Gather every line in the data below that contains the string "road", copying each line in full. Case counts.

-------- Records shown

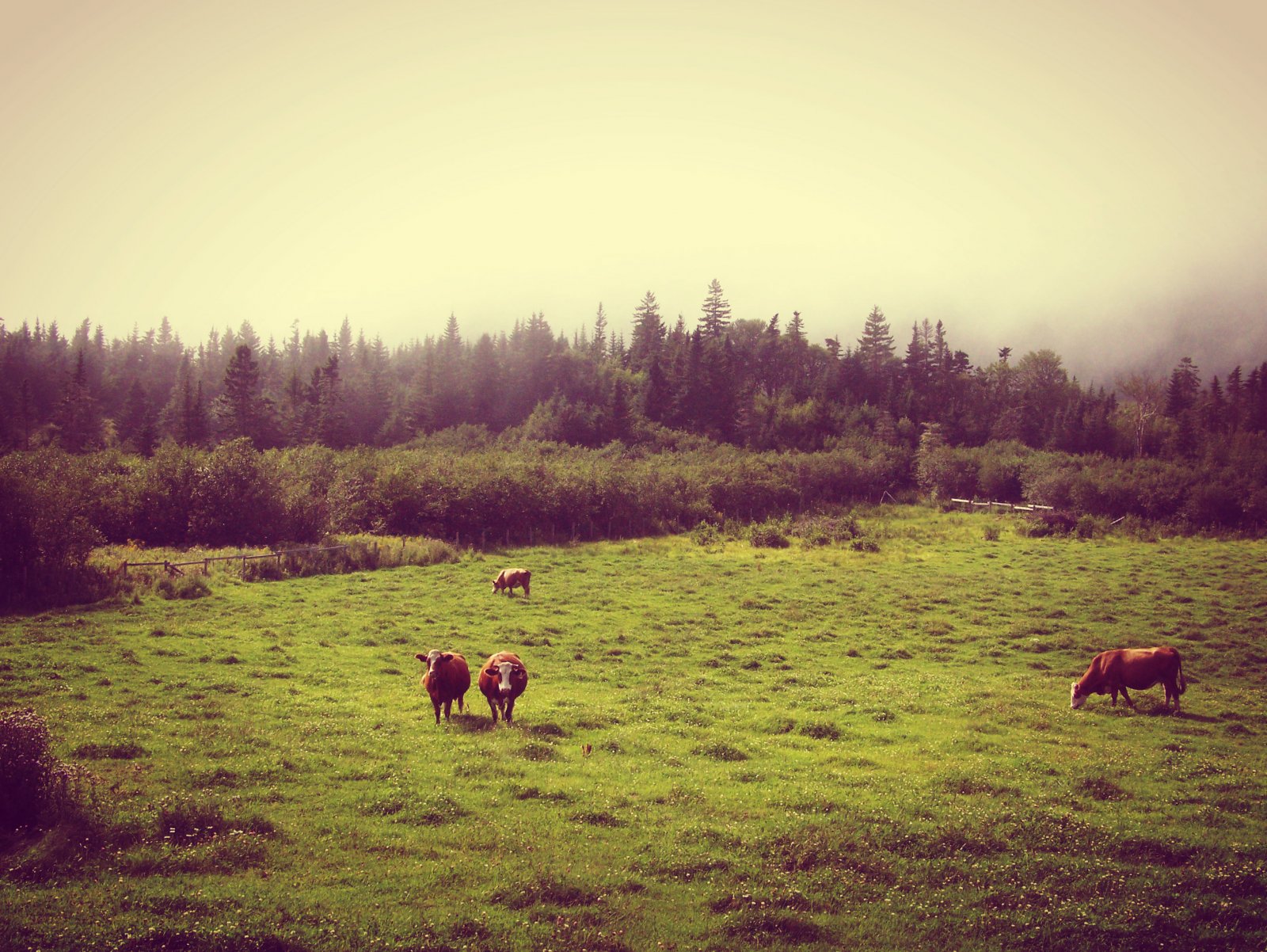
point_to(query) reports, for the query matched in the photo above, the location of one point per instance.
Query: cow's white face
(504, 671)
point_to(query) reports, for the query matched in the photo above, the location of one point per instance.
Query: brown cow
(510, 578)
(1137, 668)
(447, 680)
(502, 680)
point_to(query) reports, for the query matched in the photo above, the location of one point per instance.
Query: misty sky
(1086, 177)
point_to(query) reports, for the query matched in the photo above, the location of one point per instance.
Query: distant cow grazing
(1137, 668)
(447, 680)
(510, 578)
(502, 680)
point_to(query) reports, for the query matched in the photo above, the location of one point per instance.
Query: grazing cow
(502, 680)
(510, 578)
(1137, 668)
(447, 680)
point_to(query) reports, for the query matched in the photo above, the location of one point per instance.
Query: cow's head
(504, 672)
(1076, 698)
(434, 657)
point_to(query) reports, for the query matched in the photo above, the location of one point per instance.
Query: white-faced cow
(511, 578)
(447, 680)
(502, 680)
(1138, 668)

----------------
-------- Records shown

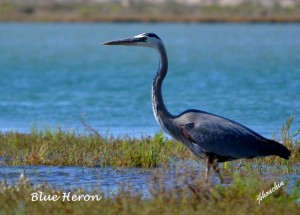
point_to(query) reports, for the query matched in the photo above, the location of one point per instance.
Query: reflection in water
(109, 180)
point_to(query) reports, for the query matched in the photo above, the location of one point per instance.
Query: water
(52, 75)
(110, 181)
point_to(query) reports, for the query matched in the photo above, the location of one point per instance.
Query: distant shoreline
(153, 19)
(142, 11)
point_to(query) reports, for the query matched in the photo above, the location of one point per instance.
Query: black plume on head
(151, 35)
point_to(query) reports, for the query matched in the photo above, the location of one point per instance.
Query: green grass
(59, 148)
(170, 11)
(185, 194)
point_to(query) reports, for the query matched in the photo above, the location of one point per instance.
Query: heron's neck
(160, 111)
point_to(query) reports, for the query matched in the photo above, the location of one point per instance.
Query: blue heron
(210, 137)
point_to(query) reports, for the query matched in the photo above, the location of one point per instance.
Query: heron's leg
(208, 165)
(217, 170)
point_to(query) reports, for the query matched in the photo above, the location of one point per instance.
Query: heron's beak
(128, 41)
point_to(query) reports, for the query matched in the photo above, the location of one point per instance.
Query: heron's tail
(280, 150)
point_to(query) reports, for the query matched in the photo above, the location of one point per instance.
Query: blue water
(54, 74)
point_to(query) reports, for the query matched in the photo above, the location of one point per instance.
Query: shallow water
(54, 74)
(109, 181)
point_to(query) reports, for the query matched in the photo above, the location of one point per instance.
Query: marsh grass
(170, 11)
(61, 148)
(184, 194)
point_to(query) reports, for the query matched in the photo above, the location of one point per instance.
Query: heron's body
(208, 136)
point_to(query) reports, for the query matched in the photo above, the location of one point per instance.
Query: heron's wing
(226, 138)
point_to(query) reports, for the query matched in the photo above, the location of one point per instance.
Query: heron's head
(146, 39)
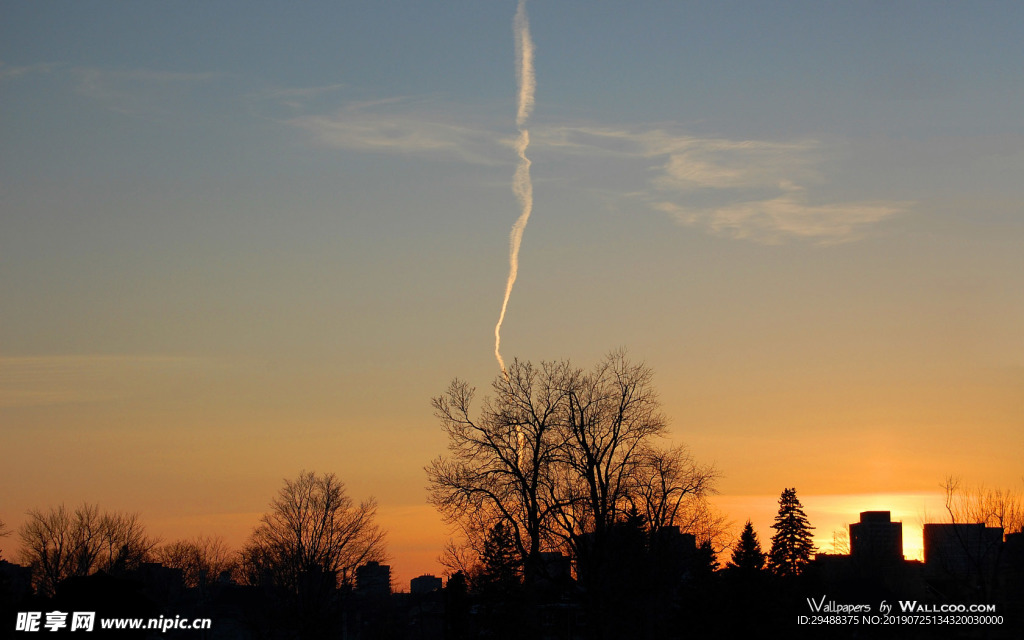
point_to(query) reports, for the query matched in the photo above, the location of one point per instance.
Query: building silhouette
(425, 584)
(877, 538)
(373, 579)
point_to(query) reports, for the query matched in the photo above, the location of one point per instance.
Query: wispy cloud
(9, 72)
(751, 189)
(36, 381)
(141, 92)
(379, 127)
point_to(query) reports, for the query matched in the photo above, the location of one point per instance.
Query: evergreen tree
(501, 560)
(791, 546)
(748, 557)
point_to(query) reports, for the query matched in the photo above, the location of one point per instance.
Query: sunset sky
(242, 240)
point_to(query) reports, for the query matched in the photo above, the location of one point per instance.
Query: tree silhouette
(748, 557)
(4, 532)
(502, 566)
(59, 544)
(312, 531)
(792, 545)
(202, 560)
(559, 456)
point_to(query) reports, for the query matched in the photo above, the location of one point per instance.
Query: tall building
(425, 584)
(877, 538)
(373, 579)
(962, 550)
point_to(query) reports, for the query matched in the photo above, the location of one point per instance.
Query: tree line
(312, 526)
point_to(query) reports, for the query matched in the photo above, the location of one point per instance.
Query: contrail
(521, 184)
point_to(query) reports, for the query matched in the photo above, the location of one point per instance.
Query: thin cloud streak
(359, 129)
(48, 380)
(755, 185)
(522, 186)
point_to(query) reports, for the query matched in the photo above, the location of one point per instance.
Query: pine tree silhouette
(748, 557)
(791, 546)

----------------
-------- Records shown

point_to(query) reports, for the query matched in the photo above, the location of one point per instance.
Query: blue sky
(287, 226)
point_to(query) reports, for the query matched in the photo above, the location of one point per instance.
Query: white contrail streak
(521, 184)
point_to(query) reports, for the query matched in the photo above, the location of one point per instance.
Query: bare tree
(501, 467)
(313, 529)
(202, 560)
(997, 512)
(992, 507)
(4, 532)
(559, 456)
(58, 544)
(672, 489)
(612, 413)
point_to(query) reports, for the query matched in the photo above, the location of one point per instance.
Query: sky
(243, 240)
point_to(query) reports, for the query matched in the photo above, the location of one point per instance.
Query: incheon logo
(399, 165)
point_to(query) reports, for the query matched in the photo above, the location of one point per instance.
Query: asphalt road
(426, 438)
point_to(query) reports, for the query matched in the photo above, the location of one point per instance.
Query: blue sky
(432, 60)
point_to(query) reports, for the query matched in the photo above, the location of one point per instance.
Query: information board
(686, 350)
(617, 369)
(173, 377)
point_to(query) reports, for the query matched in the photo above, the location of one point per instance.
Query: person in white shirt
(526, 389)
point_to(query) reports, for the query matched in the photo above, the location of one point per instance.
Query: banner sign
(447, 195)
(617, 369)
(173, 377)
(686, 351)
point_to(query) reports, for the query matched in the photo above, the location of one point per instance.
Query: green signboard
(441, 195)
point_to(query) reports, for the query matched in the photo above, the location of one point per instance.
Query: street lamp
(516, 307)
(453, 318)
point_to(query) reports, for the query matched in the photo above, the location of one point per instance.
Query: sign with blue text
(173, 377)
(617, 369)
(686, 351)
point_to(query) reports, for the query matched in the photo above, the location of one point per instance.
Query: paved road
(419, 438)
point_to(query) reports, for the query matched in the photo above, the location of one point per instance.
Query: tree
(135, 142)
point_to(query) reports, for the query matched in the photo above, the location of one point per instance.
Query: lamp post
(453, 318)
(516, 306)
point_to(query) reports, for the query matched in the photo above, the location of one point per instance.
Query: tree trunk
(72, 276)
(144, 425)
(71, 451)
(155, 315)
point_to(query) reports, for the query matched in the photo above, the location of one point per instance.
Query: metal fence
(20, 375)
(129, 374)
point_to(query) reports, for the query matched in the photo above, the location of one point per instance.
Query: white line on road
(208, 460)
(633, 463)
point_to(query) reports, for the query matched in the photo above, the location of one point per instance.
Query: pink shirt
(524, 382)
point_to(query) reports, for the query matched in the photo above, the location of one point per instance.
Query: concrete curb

----------------

Response for this exercise =
Query: asphalt road
Query: paved road
Query: white line on road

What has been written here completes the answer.